> _Work instructions_:
a. In the AWS Lambda walkthrough, what schedule expression does the EventBridge rule use?
b. Rewrite the part of the AWS Lambda walkthrough that opens with the words containing "Let’s dive into" and closes with "PROCESSING_SERVER.reload()", switching each "queue_url" to "jobs_queue_url".

> _Document text_:
-- START --

Let’s dive into AWS Lambda. I like to keep things simple, so I choose Python with the Boto3 library (AWS’s software development kit) because it’s straightforward and quick to get going with:

import boto3

ec2 = boto3.resource('ec2')
sqs = boto3.client('sqs', region_name=os.environ.get('AWS_DEFAULT_REGION'))
queue_url = "processing_queue"

PROCESSING_SERVER = ec2.Instance(PROCESSING_SERVER_ID)

def lambda_handler(event, context):
    PROCESSING_SERVER.reload()

    if not ec2_is_stopped():
        print("EC2 is not in runnable state, do nothing")
        return

    if jobs_waiting(cursor) > 0:
        start_ec2_instance()


def ec2_is_stopped():
    state = PROCESSING_SERVER.state['Name']
    print(f"EC2 state: {state}")
    return state == 'stopped'


def jobs_waiting(cursor):
    try:
        response = sqs.get_queue_attributes(
            QueueUrl=queue_url,
            AttributeNames=['ApproximateNumberOfMessages']
        )
        return int(response['Attributes']['ApproximateNumberOfMessages'])

    except Exception as e:
        print(f"Error: {e}")
        return 0

def start_ec2_instance():
    print("Starting EC2 instance")
    print(PROCESSING_SERVER.start())

This method is pretty direct. However, I highly recommend adding some monitoring to catch any unexpected issues.

For a complete setup, we also need to schedule when this Lambda function runs. I suggest using EventBridge to trigger the Lambda. Here’s how you can set it up using Terraform:

resource "aws_cloudwatch_event_rule" "this" {
  name = "OneLambdaToRuleThemAll"
  description = "An each minute trigger for lambda controlling EC2 instance"
  schedule_expression = "rate(1 minute)"
}

resource "aws_cloudwatch_event_target" "this" {
  arn   = aws_lambda_function.this.arn // that should be created separately
  rule  = aws_cloudwatch_event_rule.this.name
}

And remember, this Lambda function needs the right IAM permissions to work properly:

data "aws_iam_policy_document" "lambda_assume_role" {
  statement {
    actions = [
      "sts:AssumeRole"
    ]

    principals {
      type        = "Service"
      identifiers = [
        "lambda.amazonaws.com"
      ]
    }
  }
}

data "aws_iam_policy" "AWSLambdaBasicExecutionRole" {
  name = "AWSLambdaBasicExecutionRole"
}


resource "aws_iam_policy" "this" {
  name   = "trigger_lambda_policy"

-- END --

> _Dataset content_:

-- START --

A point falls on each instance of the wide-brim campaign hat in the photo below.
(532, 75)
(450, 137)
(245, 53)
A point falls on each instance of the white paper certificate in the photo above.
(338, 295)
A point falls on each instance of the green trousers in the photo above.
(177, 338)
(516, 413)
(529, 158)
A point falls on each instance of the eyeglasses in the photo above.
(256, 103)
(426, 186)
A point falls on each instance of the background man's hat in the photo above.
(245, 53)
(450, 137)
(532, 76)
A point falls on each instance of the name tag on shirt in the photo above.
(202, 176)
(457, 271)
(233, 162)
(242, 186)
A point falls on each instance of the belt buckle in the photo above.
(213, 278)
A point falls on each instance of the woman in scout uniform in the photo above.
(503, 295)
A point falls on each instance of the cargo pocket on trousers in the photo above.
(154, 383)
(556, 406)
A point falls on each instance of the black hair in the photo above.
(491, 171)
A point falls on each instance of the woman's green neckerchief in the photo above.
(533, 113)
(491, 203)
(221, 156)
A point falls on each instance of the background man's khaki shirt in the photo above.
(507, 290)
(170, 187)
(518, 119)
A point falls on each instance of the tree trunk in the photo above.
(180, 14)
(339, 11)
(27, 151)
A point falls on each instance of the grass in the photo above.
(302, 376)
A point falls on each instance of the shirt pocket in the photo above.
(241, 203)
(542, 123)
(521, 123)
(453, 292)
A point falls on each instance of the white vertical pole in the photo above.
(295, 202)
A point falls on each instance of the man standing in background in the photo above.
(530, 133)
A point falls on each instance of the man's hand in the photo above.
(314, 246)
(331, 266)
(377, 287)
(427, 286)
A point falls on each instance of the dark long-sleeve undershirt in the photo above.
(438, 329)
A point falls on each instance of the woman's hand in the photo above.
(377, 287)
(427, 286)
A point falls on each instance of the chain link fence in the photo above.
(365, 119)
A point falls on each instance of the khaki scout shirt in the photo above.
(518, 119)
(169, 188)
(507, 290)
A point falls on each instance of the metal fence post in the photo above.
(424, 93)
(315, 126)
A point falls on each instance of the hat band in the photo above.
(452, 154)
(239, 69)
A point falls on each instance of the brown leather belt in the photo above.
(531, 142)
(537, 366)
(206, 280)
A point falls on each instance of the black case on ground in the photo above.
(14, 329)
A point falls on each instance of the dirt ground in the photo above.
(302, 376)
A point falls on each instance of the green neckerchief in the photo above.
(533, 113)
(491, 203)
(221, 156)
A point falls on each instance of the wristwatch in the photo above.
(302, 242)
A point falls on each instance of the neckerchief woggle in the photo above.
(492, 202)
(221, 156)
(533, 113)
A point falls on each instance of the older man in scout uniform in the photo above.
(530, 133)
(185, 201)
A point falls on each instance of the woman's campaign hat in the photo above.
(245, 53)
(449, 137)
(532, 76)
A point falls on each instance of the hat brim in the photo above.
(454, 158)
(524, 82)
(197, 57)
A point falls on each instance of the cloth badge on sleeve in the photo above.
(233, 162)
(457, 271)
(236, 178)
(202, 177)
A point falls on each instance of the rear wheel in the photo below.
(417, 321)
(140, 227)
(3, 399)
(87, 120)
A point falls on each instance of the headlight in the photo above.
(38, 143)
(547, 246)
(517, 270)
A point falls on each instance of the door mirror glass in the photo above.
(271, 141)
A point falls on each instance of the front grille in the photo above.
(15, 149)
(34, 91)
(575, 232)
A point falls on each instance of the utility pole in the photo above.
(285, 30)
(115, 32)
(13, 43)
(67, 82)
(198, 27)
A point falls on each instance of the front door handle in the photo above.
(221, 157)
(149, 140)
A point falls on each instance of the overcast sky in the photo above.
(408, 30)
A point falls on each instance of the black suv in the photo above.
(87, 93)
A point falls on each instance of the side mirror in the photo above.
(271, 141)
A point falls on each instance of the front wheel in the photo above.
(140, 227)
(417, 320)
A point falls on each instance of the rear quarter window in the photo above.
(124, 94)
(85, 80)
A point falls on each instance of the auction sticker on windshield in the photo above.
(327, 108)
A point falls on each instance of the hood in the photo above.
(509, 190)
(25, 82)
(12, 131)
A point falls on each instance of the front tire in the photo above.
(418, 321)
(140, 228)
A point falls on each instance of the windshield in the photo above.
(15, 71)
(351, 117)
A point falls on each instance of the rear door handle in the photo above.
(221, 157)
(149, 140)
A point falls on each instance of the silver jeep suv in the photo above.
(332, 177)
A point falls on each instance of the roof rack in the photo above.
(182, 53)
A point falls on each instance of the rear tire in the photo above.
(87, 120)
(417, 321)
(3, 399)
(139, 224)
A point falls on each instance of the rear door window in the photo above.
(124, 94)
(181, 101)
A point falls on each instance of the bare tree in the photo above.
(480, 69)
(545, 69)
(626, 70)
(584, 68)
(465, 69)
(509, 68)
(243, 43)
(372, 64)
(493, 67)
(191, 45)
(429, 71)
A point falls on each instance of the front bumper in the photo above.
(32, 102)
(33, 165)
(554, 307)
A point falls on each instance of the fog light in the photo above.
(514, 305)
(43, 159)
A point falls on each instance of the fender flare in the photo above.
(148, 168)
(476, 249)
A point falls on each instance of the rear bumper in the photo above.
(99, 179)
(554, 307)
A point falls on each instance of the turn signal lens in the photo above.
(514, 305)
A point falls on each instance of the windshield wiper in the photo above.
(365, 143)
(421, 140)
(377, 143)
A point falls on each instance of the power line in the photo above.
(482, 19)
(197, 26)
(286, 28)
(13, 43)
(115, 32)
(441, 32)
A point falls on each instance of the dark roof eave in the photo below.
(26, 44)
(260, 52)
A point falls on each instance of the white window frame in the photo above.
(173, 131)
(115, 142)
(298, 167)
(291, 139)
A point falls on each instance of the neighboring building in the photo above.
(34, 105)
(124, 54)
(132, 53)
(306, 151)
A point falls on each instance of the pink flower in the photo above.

-- END --

> _The responses_:
a. rate(1 minute)

b.
Let’s dive into AWS Lambda. I like to keep things simple, so I choose Python with the Boto3 library (AWS’s software development kit) because it’s straightforward and quick to get going with:

import boto3

ec2 = boto3.resource('ec2')
sqs = boto3.client('sqs', region_name=os.environ.get('AWS_DEFAULT_REGION'))
jobs_queue_url = "processing_queue"

PROCESSING_SERVER = ec2.Instance(PROCESSING_SERVER_ID)

def lambda_handler(event, context):
    PROCESSING_SERVER.reload()